Rewrite the material below, replacing every occurrence of "disc" with "circle" and keeping everything else the same.

____

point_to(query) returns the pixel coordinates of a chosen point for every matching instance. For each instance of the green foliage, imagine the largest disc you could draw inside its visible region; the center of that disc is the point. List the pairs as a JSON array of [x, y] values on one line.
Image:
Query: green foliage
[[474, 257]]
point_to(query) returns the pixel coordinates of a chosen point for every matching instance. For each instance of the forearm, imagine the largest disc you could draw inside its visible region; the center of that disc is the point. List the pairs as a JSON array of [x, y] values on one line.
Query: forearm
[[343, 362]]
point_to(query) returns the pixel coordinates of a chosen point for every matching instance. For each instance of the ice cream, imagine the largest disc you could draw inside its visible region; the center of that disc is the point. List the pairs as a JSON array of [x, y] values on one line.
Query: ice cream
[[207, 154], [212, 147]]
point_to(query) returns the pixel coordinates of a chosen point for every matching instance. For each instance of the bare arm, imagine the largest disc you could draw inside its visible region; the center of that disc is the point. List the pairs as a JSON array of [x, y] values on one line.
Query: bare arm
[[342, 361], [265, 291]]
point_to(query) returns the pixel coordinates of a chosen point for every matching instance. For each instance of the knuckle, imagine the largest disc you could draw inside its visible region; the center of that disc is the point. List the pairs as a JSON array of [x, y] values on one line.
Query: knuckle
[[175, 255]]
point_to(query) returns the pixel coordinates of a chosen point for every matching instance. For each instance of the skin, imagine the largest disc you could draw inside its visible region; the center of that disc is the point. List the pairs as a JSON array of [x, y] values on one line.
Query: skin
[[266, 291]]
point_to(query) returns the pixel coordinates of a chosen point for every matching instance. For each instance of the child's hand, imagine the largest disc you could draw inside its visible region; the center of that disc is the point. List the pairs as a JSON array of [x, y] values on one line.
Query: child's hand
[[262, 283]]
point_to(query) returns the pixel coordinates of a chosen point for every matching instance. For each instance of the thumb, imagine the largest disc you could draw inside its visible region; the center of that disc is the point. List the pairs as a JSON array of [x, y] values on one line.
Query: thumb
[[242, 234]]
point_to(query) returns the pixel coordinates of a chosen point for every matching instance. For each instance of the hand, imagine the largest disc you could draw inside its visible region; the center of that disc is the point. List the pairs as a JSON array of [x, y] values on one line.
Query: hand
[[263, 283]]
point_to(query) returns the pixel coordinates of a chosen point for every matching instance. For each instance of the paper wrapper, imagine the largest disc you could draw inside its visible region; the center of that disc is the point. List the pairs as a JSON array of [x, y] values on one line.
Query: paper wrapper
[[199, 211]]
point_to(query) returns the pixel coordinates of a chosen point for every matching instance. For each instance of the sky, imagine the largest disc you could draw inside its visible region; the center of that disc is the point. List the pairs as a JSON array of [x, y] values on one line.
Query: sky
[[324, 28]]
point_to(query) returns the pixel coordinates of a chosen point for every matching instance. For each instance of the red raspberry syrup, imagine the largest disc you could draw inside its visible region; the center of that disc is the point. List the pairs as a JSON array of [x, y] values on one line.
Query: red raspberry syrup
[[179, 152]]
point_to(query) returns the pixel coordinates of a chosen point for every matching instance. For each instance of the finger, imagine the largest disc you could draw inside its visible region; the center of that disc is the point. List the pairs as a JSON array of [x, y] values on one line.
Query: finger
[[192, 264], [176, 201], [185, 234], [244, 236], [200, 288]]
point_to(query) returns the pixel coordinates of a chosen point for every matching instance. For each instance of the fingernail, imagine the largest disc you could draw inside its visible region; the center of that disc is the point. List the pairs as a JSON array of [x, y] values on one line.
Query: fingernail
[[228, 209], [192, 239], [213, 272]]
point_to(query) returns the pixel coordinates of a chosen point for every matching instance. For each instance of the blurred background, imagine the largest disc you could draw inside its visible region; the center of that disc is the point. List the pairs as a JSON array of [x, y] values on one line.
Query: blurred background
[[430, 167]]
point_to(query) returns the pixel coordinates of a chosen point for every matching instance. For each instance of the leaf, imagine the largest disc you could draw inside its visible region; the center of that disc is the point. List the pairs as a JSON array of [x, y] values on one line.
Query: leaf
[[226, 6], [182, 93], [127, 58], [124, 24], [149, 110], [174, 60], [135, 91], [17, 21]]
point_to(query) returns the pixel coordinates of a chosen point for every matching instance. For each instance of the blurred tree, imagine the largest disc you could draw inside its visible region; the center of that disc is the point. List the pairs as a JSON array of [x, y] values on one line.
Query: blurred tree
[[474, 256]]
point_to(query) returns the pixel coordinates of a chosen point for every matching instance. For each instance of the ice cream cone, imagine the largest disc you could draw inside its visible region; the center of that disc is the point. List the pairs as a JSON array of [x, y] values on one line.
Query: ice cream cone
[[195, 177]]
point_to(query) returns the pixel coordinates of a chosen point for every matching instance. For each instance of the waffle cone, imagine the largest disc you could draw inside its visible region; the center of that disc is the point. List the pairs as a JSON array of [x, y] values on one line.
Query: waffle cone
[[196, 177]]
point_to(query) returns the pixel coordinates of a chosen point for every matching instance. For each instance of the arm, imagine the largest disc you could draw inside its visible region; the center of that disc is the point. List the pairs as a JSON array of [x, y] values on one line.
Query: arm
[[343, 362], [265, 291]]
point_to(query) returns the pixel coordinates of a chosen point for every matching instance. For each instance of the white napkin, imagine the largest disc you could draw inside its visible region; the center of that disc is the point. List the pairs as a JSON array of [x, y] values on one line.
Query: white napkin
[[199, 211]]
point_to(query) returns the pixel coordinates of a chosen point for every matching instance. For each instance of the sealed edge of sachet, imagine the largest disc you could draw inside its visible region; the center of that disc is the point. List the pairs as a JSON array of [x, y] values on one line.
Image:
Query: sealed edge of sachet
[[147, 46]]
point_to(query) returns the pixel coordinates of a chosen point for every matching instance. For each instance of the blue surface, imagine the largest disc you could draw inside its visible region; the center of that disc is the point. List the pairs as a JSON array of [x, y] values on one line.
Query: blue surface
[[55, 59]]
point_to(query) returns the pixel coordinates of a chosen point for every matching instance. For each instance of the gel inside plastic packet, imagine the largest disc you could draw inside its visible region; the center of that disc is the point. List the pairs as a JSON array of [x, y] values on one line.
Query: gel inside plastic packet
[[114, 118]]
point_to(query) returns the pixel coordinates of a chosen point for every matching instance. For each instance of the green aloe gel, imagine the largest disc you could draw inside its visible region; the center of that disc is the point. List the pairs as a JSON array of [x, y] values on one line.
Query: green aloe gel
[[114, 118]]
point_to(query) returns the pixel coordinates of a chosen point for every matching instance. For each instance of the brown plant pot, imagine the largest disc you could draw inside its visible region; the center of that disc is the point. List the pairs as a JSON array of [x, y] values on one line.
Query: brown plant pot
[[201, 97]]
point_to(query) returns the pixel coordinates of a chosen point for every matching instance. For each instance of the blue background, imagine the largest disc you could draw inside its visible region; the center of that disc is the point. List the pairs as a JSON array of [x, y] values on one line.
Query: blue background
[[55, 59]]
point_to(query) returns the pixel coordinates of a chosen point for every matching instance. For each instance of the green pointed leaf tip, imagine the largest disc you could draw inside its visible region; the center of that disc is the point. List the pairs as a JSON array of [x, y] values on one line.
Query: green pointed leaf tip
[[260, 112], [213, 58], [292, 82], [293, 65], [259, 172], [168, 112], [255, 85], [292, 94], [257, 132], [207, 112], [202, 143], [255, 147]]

____

▸ **Result of the task**
point_to(query) returns the pixel coordinates of a chosen point for every matching instance. For each instance of the green foliage, imagine the largest circle you could draw inside its visible region; the center of that circle is the point. List the pairs as a JSON array of [x, y] values on one line.
Image:
Query: green foliage
[[474, 257]]
point_to(query) returns the pixel coordinates of a chosen point for every matching instance. For each instance of the forearm, imagine the largest circle you could draw inside its visible region; the center of that circle is the point. List the pairs as a JSON array of [x, y] values on one line.
Query: forearm
[[343, 362]]
point_to(query) returns the pixel coordinates of a chosen point for every matching instance. For each instance of the ice cream, imagine the largest circle you could draw inside its visible region; the center of that circle is the point. List the pairs as a JSON array of [x, y] values on one line.
Query: ice cream
[[207, 154], [212, 147]]
point_to(query) returns the pixel coordinates of a chosen point for every matching instance. For each instance of the bare arm, imagine the largest circle you could draw inside its visible region; the center of that circle is the point. List the pairs as a JSON array of [x, y] values on one line.
Query: bare arm
[[342, 361], [265, 291]]
point_to(query) returns the pixel coordinates of a chosen point for every matching instance. For each instance of the knuckle, imagine the largest circle you could draw inside its visible region; the center of that circle is the point. List the pairs as a JSON array of [x, y] values on one line.
Query: knuckle
[[175, 255]]
point_to(query) returns the pixel coordinates of a chosen point for every matching instance. For each instance of the skin, imagine the largest circle you could draw inside its visible region; the center of that circle is the point. List the pairs as a JSON array of [x, y] values on one line.
Query: skin
[[266, 291]]
point_to(query) returns the pixel coordinates of a chosen point for every matching instance. For each instance of the child's hand, imagine the largest circle you could draw inside its visible region; the center of that circle is the point. List the pairs as a JSON array of [x, y] values on one line.
Query: child's hand
[[262, 283]]
point_to(query) returns the pixel coordinates of a chosen point for every matching instance. For each instance of the thumb, imagine the largest circle you could draw inside its visible region; the center of that circle is the point. List the pairs as a JSON array of [x, y] values on one line.
Query: thumb
[[242, 234]]
point_to(query) returns the pixel coordinates of a chosen point for every matching instance. For each instance of the hand, imagine the largest circle you could draw inside its visible region; the center of that circle is the point. List the pairs as a JSON array of [x, y] values on one line.
Query: hand
[[263, 283]]
point_to(query) returns the pixel coordinates of a chosen point for every matching instance. For each instance of the paper wrapper, imagine the largest circle you could draw inside its visible region; the center of that circle is the point. List the pairs as a JSON array of [x, y] values on one line.
Query: paper wrapper
[[199, 211]]
point_to(query) returns the pixel coordinates of a chosen point for every matching instance. For each instance of the sky, imagine the largest circle you could draw inside its visible region; the center of that circle is the point. List the pairs as a JSON array of [x, y] values on one line.
Query: sky
[[324, 28]]
point_to(query) returns the pixel coordinates of a chosen point for every matching instance. For each instance of the red raspberry syrup, imagine the largest circle you could draw inside its visible region; the center of that circle is the point. List the pairs as a JSON array of [x, y] values on one line.
Query: red raspberry syrup
[[179, 152]]
point_to(query) returns the pixel coordinates of a chosen point for every matching instance. For each instance of the finger, imagine the largest circle you could draw inside its visible region; the center of that circle is the point. List the pairs as a JSON array of [x, y] values on one line.
Query: finger
[[192, 264], [176, 201], [185, 234], [244, 236], [200, 288]]
point_to(query) returns the pixel coordinates of a chosen point for every matching instance. For each instance of the fingernail, imagine the largest circle you could draw inside its visible region; the center of that circle is the point. List the pairs as a JSON array of [x, y] values on one line.
Query: fingernail
[[228, 209], [192, 239], [213, 272]]
point_to(query) returns the pixel coordinates of a chosen point for every matching instance. For each instance of the blurred background, imagine the largest circle you could draw inside its visible region; the center of that circle is the point. List the pairs as a JSON array of [x, y] values on one line.
Query: blurred background
[[430, 167]]
point_to(query) returns the pixel coordinates of a chosen point for every matching instance. For each instance of the leaf, imagine the largest circle you could draw inside its visible region; the center of that circle is the point. List the pairs as a JSON array of [x, y] values on one line.
Query: leaf
[[226, 6], [182, 93], [127, 58], [124, 24], [149, 110], [174, 60], [135, 91], [17, 21]]
point_to(query) returns the pixel coordinates of a chosen point for every matching instance. For each instance of the blurred tree, imagine the largest circle you could draw inside its visible region; the center of that circle is the point. List the pairs as a JSON array of [x, y] values on one line.
Query: blurred tree
[[474, 256]]
point_to(query) returns the pixel coordinates of a chosen point for every matching instance. For each instance of the ice cream cone, imagine the largest circle you could draw inside its visible region; the center of that circle is the point. List the pairs as a JSON array of [x, y] values on one line.
Query: ice cream cone
[[195, 177]]
point_to(query) returns the pixel coordinates of a chosen point for every matching instance. For each instance of the waffle cone, imagine the largest circle you could draw inside its visible region; the center of that circle is the point. List the pairs as a JSON array of [x, y] values on one line.
Query: waffle cone
[[196, 177]]
point_to(query) returns the pixel coordinates of a chosen point for every matching instance. For each instance of the arm, imagine the largest circle you could draw inside its visible region; the center of that circle is the point. List the pairs as a JSON array of [x, y] values on one line.
Query: arm
[[343, 362], [265, 291]]
point_to(query) returns the pixel coordinates of a chosen point for every matching instance. For each instance of the white napkin, imagine the largest circle you could draw inside its visible region; the center of that circle is the point. List the pairs as a JSON array of [x, y] values on one line.
Query: white napkin
[[199, 211]]
point_to(query) returns the pixel coordinates of a chosen point for every matching instance. For each instance of the sealed edge of sachet, imagine the largest circle you could draw inside its visible region; the center of that circle is the point. List the pairs as a JSON array of [x, y] values on one line.
Image:
Query: sealed edge of sachet
[[147, 46]]
point_to(query) returns the pixel coordinates of a chosen point for every matching instance. For each instance of the blue surface, imagine the largest circle you could draw inside its visible region; the center of that circle is the point. List the pairs as a JSON array of [x, y] values on one line.
Query: blue surface
[[55, 59]]
point_to(query) returns the pixel coordinates of a chosen point for every matching instance. For each instance of the gel inside plastic packet, imagine the largest circle you could draw inside its visible region; the center of that circle is the point. List the pairs as a JSON array of [x, y] values on one line.
Query: gel inside plastic packet
[[114, 118]]
point_to(query) returns the pixel coordinates of a chosen point for every matching instance. For each instance of the green aloe gel, imagine the largest circle you could draw inside its visible region; the center of that circle is the point. List the pairs as a JSON array of [x, y] values on one line.
Query: green aloe gel
[[114, 118]]
point_to(query) returns the pixel coordinates of a chosen point for every matching instance. For each instance of the brown plant pot, imagine the largest circle you could draw inside its visible region; the center of that circle is the point. List the pairs as a JSON array of [x, y] values on one line.
Query: brown plant pot
[[201, 97]]
point_to(query) returns the pixel coordinates of a chosen point for every matching instance. For each instance of the blue background, imagine the largest circle you could draw inside its visible region; the center of that circle is the point. List the pairs as a JSON array of [x, y] values on one line.
Query: blue background
[[55, 59]]
point_to(query) returns the pixel coordinates of a chosen point for every matching instance. For each instance of the green pointed leaf tip, imagine the largest circle you could draw inside its visible region; the center of that circle is the point. List the pairs as a JSON array of [x, y] values on one line.
Query: green pointed leaf tip
[[260, 112], [213, 58], [292, 82], [293, 65], [259, 172], [168, 112], [255, 85], [292, 94], [257, 132], [207, 112], [202, 143], [255, 147]]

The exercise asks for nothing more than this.